* Task details
The data should be restated word for word, in full.

* Referring expression data

%%

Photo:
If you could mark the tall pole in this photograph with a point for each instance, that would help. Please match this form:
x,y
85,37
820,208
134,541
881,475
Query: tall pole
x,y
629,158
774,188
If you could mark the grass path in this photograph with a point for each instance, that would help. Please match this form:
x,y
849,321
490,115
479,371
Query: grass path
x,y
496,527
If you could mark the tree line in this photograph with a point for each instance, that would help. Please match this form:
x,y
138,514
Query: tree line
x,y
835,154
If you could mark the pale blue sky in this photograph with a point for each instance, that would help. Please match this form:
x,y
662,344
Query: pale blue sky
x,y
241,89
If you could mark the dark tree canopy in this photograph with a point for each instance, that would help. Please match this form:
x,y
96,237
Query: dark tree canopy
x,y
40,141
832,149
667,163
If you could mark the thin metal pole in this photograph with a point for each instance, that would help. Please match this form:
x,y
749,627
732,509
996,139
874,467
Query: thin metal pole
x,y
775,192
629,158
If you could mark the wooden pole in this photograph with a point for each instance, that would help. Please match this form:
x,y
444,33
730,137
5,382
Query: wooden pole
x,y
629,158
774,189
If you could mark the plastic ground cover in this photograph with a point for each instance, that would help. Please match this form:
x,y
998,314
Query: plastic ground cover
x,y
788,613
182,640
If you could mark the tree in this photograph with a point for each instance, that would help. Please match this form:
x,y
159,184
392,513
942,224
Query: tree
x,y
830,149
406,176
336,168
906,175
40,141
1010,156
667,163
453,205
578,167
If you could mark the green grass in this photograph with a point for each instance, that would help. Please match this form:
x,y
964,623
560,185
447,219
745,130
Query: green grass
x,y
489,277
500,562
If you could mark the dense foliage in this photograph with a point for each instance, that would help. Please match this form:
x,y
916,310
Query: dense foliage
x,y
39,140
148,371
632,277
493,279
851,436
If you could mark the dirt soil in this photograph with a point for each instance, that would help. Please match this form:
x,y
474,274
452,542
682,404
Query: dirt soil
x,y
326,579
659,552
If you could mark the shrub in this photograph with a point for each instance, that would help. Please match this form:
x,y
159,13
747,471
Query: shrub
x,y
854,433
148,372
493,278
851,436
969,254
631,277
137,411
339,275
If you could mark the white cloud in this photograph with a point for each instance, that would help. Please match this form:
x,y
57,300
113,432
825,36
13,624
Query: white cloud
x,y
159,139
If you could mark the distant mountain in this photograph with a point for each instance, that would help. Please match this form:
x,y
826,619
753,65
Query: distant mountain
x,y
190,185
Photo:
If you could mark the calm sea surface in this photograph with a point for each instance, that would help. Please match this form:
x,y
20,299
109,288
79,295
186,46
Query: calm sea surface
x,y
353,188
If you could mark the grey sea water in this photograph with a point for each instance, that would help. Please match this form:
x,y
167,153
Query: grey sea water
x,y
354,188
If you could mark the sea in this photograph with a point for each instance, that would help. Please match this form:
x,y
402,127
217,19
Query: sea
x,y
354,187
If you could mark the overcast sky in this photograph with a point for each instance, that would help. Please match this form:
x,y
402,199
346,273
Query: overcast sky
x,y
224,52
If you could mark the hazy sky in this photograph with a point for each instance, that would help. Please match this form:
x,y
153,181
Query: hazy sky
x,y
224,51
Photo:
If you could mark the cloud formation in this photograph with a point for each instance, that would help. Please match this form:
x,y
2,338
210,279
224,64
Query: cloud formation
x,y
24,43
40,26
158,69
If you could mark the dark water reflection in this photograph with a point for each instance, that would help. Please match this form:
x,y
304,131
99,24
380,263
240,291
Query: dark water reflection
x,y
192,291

%%

* Answer box
Photo:
If you could mark the tall pole in this photograph with a point for each instance, that would help. Please match this form:
x,y
85,37
820,208
134,541
881,475
Query: tall pole
x,y
629,158
774,188
If you could mark the grass path in this photograph with a point for each instance, that would help. Please match this form:
x,y
849,321
490,115
479,371
Query: grass path
x,y
496,527
If you could mark the tree line in this photograph with a point for each instance, that would help. Please match this form:
x,y
138,514
Query: tree line
x,y
835,154
If you could mark the pale blue sky in this photograph with a point for each instance, that would help. Please match this form:
x,y
662,344
Query: pale blue sky
x,y
241,89
If you could mark the dark tree canopy in this photograph with a point for each instance, that would help. Please match this form:
x,y
96,237
Query: dark tree canopy
x,y
40,141
832,149
667,163
If you could mark the thin metal pole in this photograph with a point for each instance, that would help. Please match this form:
x,y
749,627
732,509
996,139
874,467
Query: thin metal pole
x,y
775,192
629,158
If you could mark the wooden pole in this photograph with a point for each instance, that would help. Please match this form:
x,y
444,33
730,137
5,382
Query: wooden pole
x,y
629,158
774,189
If you could mark the plastic ground cover in this photograph with a point for each instance, that would help. Please match this form:
x,y
998,314
Query: plastic ground cover
x,y
788,613
182,640
If you could mark the tree in this photograph with a point for each instance, that would help. Please match this form:
x,y
159,184
392,513
942,224
Query: tree
x,y
830,149
406,176
336,168
906,175
40,141
1010,156
667,163
453,205
578,167
If you could mark the green grass in this photograph with a point for each instance, that would help. Please match this form:
x,y
964,623
560,185
447,219
745,130
Query: green grass
x,y
489,277
500,562
If you could mark the dense foliage in this photograph with a point for each instance, that would help. Please match this form:
x,y
916,310
Query: dense foliage
x,y
39,140
148,371
632,277
493,279
851,436
If you could mark the dirt soil in this photograph with a point for each instance, that would help. Please match this form:
x,y
474,274
452,542
682,404
Query: dirt soil
x,y
326,579
659,552
If you could mark the shrub in this photograph with a point for each instance, that would help. Please match this form:
x,y
159,13
747,471
Query: shrub
x,y
854,433
148,372
493,278
851,436
969,254
631,277
137,411
339,275
If you could mark the white cloud in this photograph with a point for each instance, that would help. Please match this form:
x,y
57,300
113,432
825,36
13,624
Query: white cloud
x,y
159,139
If you could mark the distant mountain in this photograph with a point for each instance, that would help. Please match this form:
x,y
826,619
753,65
Query: distant mountain
x,y
190,185
Photo:
If you could mark the calm sea surface in this photograph with a point for each instance, that would help. Please match this form:
x,y
20,299
109,288
79,295
186,46
Query: calm sea surface
x,y
353,188
If you could mark the grey sea water in this photograph with a point for each instance, that would help. Please match this form:
x,y
167,153
Query: grey sea water
x,y
354,188
If you could mark the sea in this photograph with a point for each instance, that would help. Please match this form:
x,y
402,127
217,19
Query: sea
x,y
354,187
If you could mark the overcast sky in this photograph with a point for each instance, that would help. Please match this form:
x,y
402,199
346,273
Query: overcast sky
x,y
224,52
If you could mark the hazy sky in this photograph with a point for each instance, that would help. Please match this form:
x,y
153,181
Query: hazy sky
x,y
224,51
Photo:
If you could mark the cloud formation in this photograph with a point for each instance, that would help. Please match this form:
x,y
2,338
210,279
224,64
Query: cloud formation
x,y
24,43
40,26
158,69
If you could mark the dark water reflection in this photograph with a point for each instance, that would help. Please match this form:
x,y
304,131
99,24
380,263
240,291
Query: dark water reflection
x,y
192,291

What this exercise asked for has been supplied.